INPUT below:
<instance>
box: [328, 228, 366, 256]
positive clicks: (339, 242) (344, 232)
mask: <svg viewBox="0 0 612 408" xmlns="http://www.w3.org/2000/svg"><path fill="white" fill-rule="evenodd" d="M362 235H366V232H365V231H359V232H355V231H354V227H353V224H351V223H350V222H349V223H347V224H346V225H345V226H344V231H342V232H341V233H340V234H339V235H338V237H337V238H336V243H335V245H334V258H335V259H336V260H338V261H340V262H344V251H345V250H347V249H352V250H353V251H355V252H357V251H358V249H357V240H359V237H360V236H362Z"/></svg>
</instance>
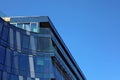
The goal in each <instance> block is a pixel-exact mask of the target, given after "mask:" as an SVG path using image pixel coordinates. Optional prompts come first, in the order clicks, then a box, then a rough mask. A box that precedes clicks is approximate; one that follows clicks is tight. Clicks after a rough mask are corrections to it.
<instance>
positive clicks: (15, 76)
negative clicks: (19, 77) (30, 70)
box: [10, 75, 18, 80]
mask: <svg viewBox="0 0 120 80" xmlns="http://www.w3.org/2000/svg"><path fill="white" fill-rule="evenodd" d="M10 80H18V76H17V75H11V77H10Z"/></svg>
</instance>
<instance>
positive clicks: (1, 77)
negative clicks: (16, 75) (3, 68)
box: [0, 71, 2, 80]
mask: <svg viewBox="0 0 120 80" xmlns="http://www.w3.org/2000/svg"><path fill="white" fill-rule="evenodd" d="M1 78H2V71H0V80H1Z"/></svg>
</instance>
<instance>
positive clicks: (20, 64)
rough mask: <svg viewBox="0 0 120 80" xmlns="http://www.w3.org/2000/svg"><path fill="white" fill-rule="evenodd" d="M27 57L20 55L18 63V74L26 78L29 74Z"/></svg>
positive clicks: (24, 54)
mask: <svg viewBox="0 0 120 80" xmlns="http://www.w3.org/2000/svg"><path fill="white" fill-rule="evenodd" d="M28 62H29V61H28V56H27V55H25V54H21V55H20V63H19V69H20V74H21V75H25V76H28V74H29V70H30V69H29V63H28Z"/></svg>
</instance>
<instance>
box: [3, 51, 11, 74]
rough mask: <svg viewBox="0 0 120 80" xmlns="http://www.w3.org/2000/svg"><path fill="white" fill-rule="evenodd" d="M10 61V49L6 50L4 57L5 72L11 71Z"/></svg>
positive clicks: (10, 64)
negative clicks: (6, 71)
mask: <svg viewBox="0 0 120 80" xmlns="http://www.w3.org/2000/svg"><path fill="white" fill-rule="evenodd" d="M11 61H12V51H11V50H10V49H7V50H6V57H5V66H6V67H4V68H5V70H6V71H7V72H11Z"/></svg>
End of INPUT.
WHAT IS EXPECTED: Rewrite all the entries above, replacing "negative clicks" with "background clicks" and keeping everything else the same. Leave out the pictures.

ANSWER FOR THIS EXERCISE:
<instance>
box: [328, 228, 366, 256]
positive clicks: (339, 242) (344, 232)
mask: <svg viewBox="0 0 612 408" xmlns="http://www.w3.org/2000/svg"><path fill="white" fill-rule="evenodd" d="M362 235H366V232H365V231H359V232H355V231H354V227H353V224H351V223H350V222H349V223H347V224H346V225H345V226H344V231H342V232H341V233H340V234H339V235H338V237H337V238H336V243H335V245H334V258H335V259H336V260H338V261H340V262H344V251H345V250H347V249H352V250H353V251H355V252H357V251H358V249H357V240H359V237H360V236H362Z"/></svg>
</instance>
The goal in each <instance> block is a pixel-exact mask of the target, given after "mask:" as an SVG path using image pixel coordinates. Optional prompts come first, in the order clicks, then a box, then a rough mask. A box that precedes clicks is approximate; one that follows clicks is tight. Clicks after a rough mask are corrections to it.
<instance>
positive clicks: (15, 76)
background clicks: (19, 77) (30, 70)
box: [10, 75, 18, 80]
mask: <svg viewBox="0 0 120 80" xmlns="http://www.w3.org/2000/svg"><path fill="white" fill-rule="evenodd" d="M10 80H18V76H17V75H11V77H10Z"/></svg>
</instance>
<instance>
positive clicks: (1, 77)
background clicks: (16, 75) (3, 68)
box: [0, 71, 2, 80]
mask: <svg viewBox="0 0 120 80" xmlns="http://www.w3.org/2000/svg"><path fill="white" fill-rule="evenodd" d="M1 78H2V71H0V80H1Z"/></svg>
</instance>
<instance>
positive clicks: (20, 64)
rough mask: <svg viewBox="0 0 120 80" xmlns="http://www.w3.org/2000/svg"><path fill="white" fill-rule="evenodd" d="M27 57L20 55L18 63V74L26 78L29 74Z"/></svg>
positive clicks: (24, 54)
mask: <svg viewBox="0 0 120 80" xmlns="http://www.w3.org/2000/svg"><path fill="white" fill-rule="evenodd" d="M28 62H29V61H28V56H27V55H25V54H21V55H20V63H19V69H20V74H21V75H25V76H28V74H29V70H30V69H29V63H28Z"/></svg>
</instance>
<instance>
box: [3, 51, 11, 74]
rough mask: <svg viewBox="0 0 120 80" xmlns="http://www.w3.org/2000/svg"><path fill="white" fill-rule="evenodd" d="M10 61V49L6 50L4 57L5 72L11 71Z"/></svg>
positive clicks: (10, 64)
background clicks: (6, 71)
mask: <svg viewBox="0 0 120 80" xmlns="http://www.w3.org/2000/svg"><path fill="white" fill-rule="evenodd" d="M11 61H12V51H11V50H10V49H7V50H6V57H5V66H6V67H4V68H5V70H6V71H7V72H11Z"/></svg>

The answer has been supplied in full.